**ZIEL DER AUFGABE:**
Beantworten Sie anhand des Textes über Pilze in Tumoren die folgenden Fragen:
(a) Wie viele Proben von Krebspatienten analysierte das Forscherteam?
(b) In welchem Fachjournal berichtet das Team über seine Ergebnisse?
(c) In welchen Zellen im Tumor waren die Pilze nachweisbar?

**VORLIEGENDER TEXT:**

☆ ☆ ☆ ☆ ☆ ☆ ☆

| Christina Hohmann-Jeddi |
| 10.10.2022 12:30 Uhr |
Pilze wie etwa Aspergillus fumigatus sind auch in Tumoren zu finden, berichtet aktuell ein israelisch-amerikanisches Forscherteam. / Foto: Getty Images/Science Photo Library/Stephanie Rossow
Anders als bei Bakterien und Viren ist bei Pilzen weitgehend unbekannt, welche Rolle sie bei Krebserkrankungen spielen. Ein internationales Forscherteam um Dr. Lian Narunsky-Haziza vom Weizman Institute of Science in Rehovot, Israel, hat daher eine umfassende Untersuchung zur Besiedelung von Tumoren mit Pilzen vorgenommen. Es analysierte hierfür das Mykobiom in 17.400 Proben von Krebspatienten aus Gewebe, Blut oder Plasma zu 35 verschiedenen Tumorarten aus vier unabhängigen Patientenkohorten. Wie das Team im Fachjournal »Cell« berichtet, sind in allen Tumorarten Pilze zu finden – sowohl extra- als auch intrazellulär. Die Pilze waren in Krebs- und Immunzellen im Tumor nachweisbar.

☆ ☆ ☆ ☆ ☆ ☆ ☆

**DATENAUSZUG:**
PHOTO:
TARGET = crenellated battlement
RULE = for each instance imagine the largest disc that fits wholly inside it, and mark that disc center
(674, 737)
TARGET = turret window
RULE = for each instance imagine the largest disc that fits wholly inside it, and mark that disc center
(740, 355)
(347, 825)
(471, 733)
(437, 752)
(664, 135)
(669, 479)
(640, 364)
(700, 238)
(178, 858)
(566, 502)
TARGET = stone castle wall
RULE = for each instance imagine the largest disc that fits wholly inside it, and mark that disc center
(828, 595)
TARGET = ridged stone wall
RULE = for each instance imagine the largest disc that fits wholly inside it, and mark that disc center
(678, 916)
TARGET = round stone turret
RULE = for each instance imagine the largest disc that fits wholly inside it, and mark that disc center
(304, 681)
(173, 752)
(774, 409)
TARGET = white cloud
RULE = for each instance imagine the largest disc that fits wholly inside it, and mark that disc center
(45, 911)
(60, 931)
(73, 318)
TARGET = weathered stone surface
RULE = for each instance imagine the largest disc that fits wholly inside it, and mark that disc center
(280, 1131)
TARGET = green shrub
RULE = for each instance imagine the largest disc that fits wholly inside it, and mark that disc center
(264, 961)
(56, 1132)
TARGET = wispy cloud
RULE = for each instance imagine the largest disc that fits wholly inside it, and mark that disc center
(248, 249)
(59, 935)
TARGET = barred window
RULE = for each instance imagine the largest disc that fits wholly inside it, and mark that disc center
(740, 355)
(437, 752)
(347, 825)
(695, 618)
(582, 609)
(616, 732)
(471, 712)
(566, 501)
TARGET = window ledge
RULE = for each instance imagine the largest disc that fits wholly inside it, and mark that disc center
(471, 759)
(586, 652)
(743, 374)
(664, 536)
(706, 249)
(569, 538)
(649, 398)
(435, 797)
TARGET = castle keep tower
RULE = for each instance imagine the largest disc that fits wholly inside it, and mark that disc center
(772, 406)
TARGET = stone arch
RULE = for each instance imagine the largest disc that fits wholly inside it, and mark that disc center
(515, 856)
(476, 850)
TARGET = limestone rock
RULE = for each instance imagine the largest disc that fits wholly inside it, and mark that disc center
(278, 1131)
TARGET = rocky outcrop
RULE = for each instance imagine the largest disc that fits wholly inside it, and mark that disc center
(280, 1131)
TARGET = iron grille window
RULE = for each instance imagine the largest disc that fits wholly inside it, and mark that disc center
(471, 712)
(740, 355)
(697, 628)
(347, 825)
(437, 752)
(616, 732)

☆ ☆ ☆ ☆ ☆ ☆ ☆

**ANTWORT:**
(a) Das Forscherteam analysierte 17.400 Proben von Krebspatienten.
(b) Das Team berichtet im Fachjournal »Cell«.
(c) Die Pilze waren in Krebs- und Immunzellen im Tumor nachweisbar.